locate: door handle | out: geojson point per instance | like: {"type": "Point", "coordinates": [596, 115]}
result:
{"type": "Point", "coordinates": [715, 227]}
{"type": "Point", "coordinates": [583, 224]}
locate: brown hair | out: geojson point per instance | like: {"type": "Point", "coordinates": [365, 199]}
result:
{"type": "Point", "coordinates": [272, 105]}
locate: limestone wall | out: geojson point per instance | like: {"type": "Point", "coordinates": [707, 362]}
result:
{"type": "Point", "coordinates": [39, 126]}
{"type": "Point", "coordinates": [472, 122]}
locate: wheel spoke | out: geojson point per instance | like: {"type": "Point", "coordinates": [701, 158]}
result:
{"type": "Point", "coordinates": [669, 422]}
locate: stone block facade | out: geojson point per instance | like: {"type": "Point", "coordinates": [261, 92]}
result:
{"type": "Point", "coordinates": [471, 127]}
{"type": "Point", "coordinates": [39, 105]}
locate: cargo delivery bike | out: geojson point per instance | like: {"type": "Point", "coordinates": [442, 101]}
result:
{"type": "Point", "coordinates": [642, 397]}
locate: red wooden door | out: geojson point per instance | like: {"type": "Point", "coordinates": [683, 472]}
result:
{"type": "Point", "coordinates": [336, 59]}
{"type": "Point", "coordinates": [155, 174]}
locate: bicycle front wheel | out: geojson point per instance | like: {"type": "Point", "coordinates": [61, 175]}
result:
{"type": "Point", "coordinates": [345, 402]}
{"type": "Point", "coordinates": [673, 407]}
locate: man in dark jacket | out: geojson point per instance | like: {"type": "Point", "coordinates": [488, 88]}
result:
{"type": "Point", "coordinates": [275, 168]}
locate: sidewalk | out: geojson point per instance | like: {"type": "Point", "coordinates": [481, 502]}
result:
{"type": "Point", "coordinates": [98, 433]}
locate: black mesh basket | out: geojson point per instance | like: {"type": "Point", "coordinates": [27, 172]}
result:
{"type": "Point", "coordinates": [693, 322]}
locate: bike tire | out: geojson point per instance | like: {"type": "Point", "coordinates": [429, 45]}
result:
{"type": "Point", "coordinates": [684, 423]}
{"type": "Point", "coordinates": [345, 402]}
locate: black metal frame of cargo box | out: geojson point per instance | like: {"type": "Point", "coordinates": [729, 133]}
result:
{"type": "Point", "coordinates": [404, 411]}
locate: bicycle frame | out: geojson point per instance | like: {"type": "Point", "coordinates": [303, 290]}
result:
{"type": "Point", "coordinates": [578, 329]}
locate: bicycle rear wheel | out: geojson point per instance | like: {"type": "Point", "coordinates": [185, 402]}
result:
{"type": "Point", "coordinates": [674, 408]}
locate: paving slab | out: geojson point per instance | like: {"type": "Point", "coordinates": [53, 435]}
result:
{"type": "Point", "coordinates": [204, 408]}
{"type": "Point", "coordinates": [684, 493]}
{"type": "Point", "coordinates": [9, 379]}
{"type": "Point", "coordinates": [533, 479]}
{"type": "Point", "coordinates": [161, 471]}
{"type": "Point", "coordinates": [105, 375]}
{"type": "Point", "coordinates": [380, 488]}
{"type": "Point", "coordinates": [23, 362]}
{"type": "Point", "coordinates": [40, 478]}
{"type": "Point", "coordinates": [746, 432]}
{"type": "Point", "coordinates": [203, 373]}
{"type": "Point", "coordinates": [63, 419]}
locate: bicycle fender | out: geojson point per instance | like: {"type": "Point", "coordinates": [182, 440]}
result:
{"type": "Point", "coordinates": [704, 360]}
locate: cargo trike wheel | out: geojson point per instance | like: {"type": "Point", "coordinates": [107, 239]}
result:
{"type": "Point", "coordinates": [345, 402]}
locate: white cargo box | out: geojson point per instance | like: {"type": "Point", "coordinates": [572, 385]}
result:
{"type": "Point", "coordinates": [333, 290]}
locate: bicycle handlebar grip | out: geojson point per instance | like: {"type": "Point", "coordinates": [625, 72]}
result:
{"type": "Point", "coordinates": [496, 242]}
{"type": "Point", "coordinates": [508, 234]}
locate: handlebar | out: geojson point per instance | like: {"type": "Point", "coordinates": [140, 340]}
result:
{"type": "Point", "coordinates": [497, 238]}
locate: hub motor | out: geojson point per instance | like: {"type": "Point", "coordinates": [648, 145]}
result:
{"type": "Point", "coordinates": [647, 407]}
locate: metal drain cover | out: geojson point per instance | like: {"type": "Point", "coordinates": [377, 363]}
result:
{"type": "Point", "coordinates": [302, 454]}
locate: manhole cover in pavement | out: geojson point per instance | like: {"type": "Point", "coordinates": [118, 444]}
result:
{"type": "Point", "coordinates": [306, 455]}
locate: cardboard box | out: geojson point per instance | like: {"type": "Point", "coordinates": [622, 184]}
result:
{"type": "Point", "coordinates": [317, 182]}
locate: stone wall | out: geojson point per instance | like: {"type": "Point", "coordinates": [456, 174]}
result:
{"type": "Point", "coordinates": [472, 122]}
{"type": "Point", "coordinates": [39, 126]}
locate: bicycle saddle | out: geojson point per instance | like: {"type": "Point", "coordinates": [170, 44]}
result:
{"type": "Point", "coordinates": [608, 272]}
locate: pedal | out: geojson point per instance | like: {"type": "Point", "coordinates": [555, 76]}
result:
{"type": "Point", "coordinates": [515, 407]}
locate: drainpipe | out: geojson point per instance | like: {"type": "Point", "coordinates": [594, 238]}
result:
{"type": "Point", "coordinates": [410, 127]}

- **Task details**:
Return the whole listing exactly.

- **Exercise response**:
locate: door handle | out: geojson point per instance | like: {"type": "Point", "coordinates": [596, 115]}
result:
{"type": "Point", "coordinates": [715, 227]}
{"type": "Point", "coordinates": [583, 224]}
locate: brown hair | out: geojson point per instance | like: {"type": "Point", "coordinates": [365, 199]}
result:
{"type": "Point", "coordinates": [272, 105]}
locate: limestone wall | out: geojson point per instance | like: {"type": "Point", "coordinates": [707, 362]}
result:
{"type": "Point", "coordinates": [39, 126]}
{"type": "Point", "coordinates": [472, 122]}
locate: wheel spoke | out: geojson point per instance | like: {"type": "Point", "coordinates": [701, 158]}
result:
{"type": "Point", "coordinates": [669, 422]}
locate: stone block facade | out: geojson point per instance | like: {"type": "Point", "coordinates": [261, 92]}
result:
{"type": "Point", "coordinates": [471, 127]}
{"type": "Point", "coordinates": [39, 105]}
locate: cargo delivery bike | out: geojson point per instance | like: {"type": "Point", "coordinates": [442, 101]}
result:
{"type": "Point", "coordinates": [642, 397]}
locate: red wooden door | out: geojson point per instance | like: {"type": "Point", "coordinates": [683, 472]}
result:
{"type": "Point", "coordinates": [336, 59]}
{"type": "Point", "coordinates": [155, 174]}
locate: bicycle front wheel | out: geojson point per instance | like: {"type": "Point", "coordinates": [61, 175]}
result:
{"type": "Point", "coordinates": [345, 402]}
{"type": "Point", "coordinates": [673, 407]}
locate: man in dark jacket | out: geojson point per instance | like: {"type": "Point", "coordinates": [488, 88]}
result:
{"type": "Point", "coordinates": [275, 168]}
locate: sidewalk | out: geojson point per instance | like: {"type": "Point", "coordinates": [481, 502]}
result:
{"type": "Point", "coordinates": [98, 433]}
locate: black mesh basket | out: geojson point per instance | like: {"type": "Point", "coordinates": [27, 172]}
result:
{"type": "Point", "coordinates": [693, 322]}
locate: bike tire | out: geojson point per instance | like: {"type": "Point", "coordinates": [429, 45]}
result:
{"type": "Point", "coordinates": [684, 423]}
{"type": "Point", "coordinates": [345, 402]}
locate: black metal frame of cargo box | out: geojson point per instance | like: {"type": "Point", "coordinates": [729, 133]}
result:
{"type": "Point", "coordinates": [404, 411]}
locate: bicycle frame | out: geojson point per instance | like: {"type": "Point", "coordinates": [303, 290]}
result:
{"type": "Point", "coordinates": [578, 329]}
locate: bicycle rear wheel | out: geojson point per instance | like: {"type": "Point", "coordinates": [185, 402]}
result:
{"type": "Point", "coordinates": [674, 408]}
locate: paving slab | out: geojson point per instance | like: {"type": "Point", "coordinates": [53, 435]}
result:
{"type": "Point", "coordinates": [204, 408]}
{"type": "Point", "coordinates": [684, 493]}
{"type": "Point", "coordinates": [9, 379]}
{"type": "Point", "coordinates": [533, 479]}
{"type": "Point", "coordinates": [161, 471]}
{"type": "Point", "coordinates": [105, 375]}
{"type": "Point", "coordinates": [380, 488]}
{"type": "Point", "coordinates": [23, 362]}
{"type": "Point", "coordinates": [40, 478]}
{"type": "Point", "coordinates": [746, 432]}
{"type": "Point", "coordinates": [203, 373]}
{"type": "Point", "coordinates": [63, 419]}
locate: bicycle fender | out: geojson point per instance | like: {"type": "Point", "coordinates": [182, 440]}
result:
{"type": "Point", "coordinates": [704, 360]}
locate: cargo trike wheel | out: geojson point per instance | like: {"type": "Point", "coordinates": [107, 239]}
result:
{"type": "Point", "coordinates": [345, 402]}
locate: white cargo box | out: geojson point per instance | like: {"type": "Point", "coordinates": [572, 385]}
result:
{"type": "Point", "coordinates": [333, 290]}
locate: bicycle handlebar grip | out: geojson point per instance | like: {"type": "Point", "coordinates": [625, 72]}
result:
{"type": "Point", "coordinates": [496, 242]}
{"type": "Point", "coordinates": [508, 234]}
locate: handlebar | out: geojson point per instance | like: {"type": "Point", "coordinates": [140, 340]}
result:
{"type": "Point", "coordinates": [497, 238]}
locate: hub motor | out: geojson point per instance | like: {"type": "Point", "coordinates": [648, 145]}
result:
{"type": "Point", "coordinates": [647, 407]}
locate: metal drain cover | out: geojson point per instance | like: {"type": "Point", "coordinates": [377, 363]}
result:
{"type": "Point", "coordinates": [302, 454]}
locate: manhole cover in pavement | out: geojson point per instance | like: {"type": "Point", "coordinates": [118, 444]}
result:
{"type": "Point", "coordinates": [306, 455]}
locate: cardboard box | out: geojson point per instance | like: {"type": "Point", "coordinates": [622, 184]}
result:
{"type": "Point", "coordinates": [317, 182]}
locate: stone wall | out: geojson point per instance | like: {"type": "Point", "coordinates": [456, 174]}
result:
{"type": "Point", "coordinates": [472, 122]}
{"type": "Point", "coordinates": [39, 126]}
locate: bicycle saddle | out: geojson point per instance | like: {"type": "Point", "coordinates": [170, 44]}
result:
{"type": "Point", "coordinates": [608, 272]}
locate: pedal | out: geojson point per instance | like: {"type": "Point", "coordinates": [555, 76]}
result:
{"type": "Point", "coordinates": [515, 407]}
locate: drainpipe | out: geojson point per instance | like: {"type": "Point", "coordinates": [594, 238]}
result:
{"type": "Point", "coordinates": [410, 127]}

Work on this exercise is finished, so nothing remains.